# What the task requires
Copy the records below word for word, starting at the line that contains "of the utility" and continuing through the end of the records.

---

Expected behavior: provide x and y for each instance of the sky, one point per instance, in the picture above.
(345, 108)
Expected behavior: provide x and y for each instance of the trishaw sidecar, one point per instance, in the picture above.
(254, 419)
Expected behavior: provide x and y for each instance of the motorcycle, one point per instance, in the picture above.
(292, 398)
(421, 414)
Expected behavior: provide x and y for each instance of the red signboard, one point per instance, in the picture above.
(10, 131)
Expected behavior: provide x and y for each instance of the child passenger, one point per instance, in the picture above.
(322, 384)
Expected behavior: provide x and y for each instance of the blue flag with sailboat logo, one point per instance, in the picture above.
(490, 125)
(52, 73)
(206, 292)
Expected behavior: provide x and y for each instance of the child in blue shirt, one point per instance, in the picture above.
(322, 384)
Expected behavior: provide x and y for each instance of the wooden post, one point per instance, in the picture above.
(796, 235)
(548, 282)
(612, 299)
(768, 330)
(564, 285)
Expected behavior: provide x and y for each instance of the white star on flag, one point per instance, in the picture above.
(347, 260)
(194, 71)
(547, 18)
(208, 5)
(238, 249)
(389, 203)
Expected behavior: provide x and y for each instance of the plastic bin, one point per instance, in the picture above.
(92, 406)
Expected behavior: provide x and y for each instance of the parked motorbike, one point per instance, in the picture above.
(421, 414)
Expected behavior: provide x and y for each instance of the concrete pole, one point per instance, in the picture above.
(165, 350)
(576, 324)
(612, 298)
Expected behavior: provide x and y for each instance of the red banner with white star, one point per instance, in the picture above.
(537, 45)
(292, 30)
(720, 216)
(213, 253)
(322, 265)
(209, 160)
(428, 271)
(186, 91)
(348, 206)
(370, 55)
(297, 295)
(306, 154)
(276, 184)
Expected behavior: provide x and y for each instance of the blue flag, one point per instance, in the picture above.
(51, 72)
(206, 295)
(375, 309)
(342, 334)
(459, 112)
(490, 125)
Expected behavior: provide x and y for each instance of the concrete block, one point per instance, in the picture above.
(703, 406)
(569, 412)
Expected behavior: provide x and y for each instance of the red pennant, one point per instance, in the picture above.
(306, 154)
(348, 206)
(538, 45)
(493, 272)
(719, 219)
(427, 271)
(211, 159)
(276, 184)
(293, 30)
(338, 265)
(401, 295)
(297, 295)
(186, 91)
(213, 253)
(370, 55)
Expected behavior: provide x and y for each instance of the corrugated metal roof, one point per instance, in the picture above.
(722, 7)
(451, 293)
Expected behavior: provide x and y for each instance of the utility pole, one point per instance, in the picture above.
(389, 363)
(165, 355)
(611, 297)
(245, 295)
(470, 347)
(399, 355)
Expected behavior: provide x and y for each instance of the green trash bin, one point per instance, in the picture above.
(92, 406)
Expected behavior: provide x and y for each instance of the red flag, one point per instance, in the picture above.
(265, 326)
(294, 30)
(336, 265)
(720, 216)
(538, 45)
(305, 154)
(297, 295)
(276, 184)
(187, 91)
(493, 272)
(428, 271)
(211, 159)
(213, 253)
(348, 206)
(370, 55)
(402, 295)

---

# Answer to this task
Expected behavior: provide x and y for each instance of the utility pole, one point per instance, in the picture above.
(389, 363)
(165, 355)
(611, 297)
(245, 295)
(470, 347)
(399, 355)
Expected behavior: provide x and y for each instance of the green trash bin, one point per instance, in the picture above.
(92, 406)
Expected behavior: provide x and y for each instance of the red flag, one point per instance, in the picture above.
(265, 326)
(294, 30)
(336, 265)
(720, 216)
(538, 45)
(305, 154)
(297, 295)
(276, 184)
(187, 91)
(493, 272)
(428, 271)
(211, 159)
(213, 253)
(348, 206)
(370, 55)
(402, 295)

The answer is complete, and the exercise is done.